Data section:
______________________________

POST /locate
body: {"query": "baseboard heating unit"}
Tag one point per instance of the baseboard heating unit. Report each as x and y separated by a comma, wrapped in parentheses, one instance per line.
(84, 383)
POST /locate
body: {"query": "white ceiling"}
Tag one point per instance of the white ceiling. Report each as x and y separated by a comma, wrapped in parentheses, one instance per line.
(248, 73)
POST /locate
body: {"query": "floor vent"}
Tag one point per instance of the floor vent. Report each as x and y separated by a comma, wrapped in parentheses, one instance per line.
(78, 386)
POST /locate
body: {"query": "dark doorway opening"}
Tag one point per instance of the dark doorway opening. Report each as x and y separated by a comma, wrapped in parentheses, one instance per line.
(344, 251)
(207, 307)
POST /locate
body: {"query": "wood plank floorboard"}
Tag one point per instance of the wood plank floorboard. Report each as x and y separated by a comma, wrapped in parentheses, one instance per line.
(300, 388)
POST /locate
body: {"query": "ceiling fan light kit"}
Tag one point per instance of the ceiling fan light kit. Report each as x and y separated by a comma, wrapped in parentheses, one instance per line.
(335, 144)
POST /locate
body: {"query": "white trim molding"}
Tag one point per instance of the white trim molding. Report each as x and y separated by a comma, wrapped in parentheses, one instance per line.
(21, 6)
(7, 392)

______________________________

The entries above are to be copied word for word.

POST /locate
body: {"query": "baseboard heating unit"}
Tag one point per instance of the baseboard heating unit. Report each as x and y separated by a comma, wrapped in parentheses, one instance per line.
(84, 383)
POST /locate
body: {"query": "white ceiling"}
Tag one point per instance of the white ceiling. Report each as x and y separated by a comma, wrapped in parentheses, one instance per line.
(248, 73)
POST /locate
body: {"query": "floor vent"}
Tag one point per instance of the floor vent. Report each as x and y separated by a comma, wrapped in parentheses, one instance per line.
(78, 386)
POST /locate
body: {"query": "dark doorway opening"}
Tag one point per instance of the dark doorway opening. Report each as x and y separated by a comma, wrapped in parentheses, one instance per line.
(344, 251)
(207, 307)
POST /locate
body: {"query": "wood plank floorboard"}
Tag one point per instance of the wood plank floorboard. Report each as x and y separated by a comma, wrapped in parentheses, one instance per line.
(300, 388)
POST /locate
body: {"query": "ceiling fan light kit"}
Tag one point per instance of the ceiling fan light kit. Report each as x and y separated by a comma, wrapped in parentheses, one instance per line.
(335, 144)
POST /locate
body: {"query": "white trim molding"}
Tag one point per instance of the white trim molding. Report each as x and y separated by a comma, wrapped in parentheses, one instance per line.
(21, 6)
(7, 392)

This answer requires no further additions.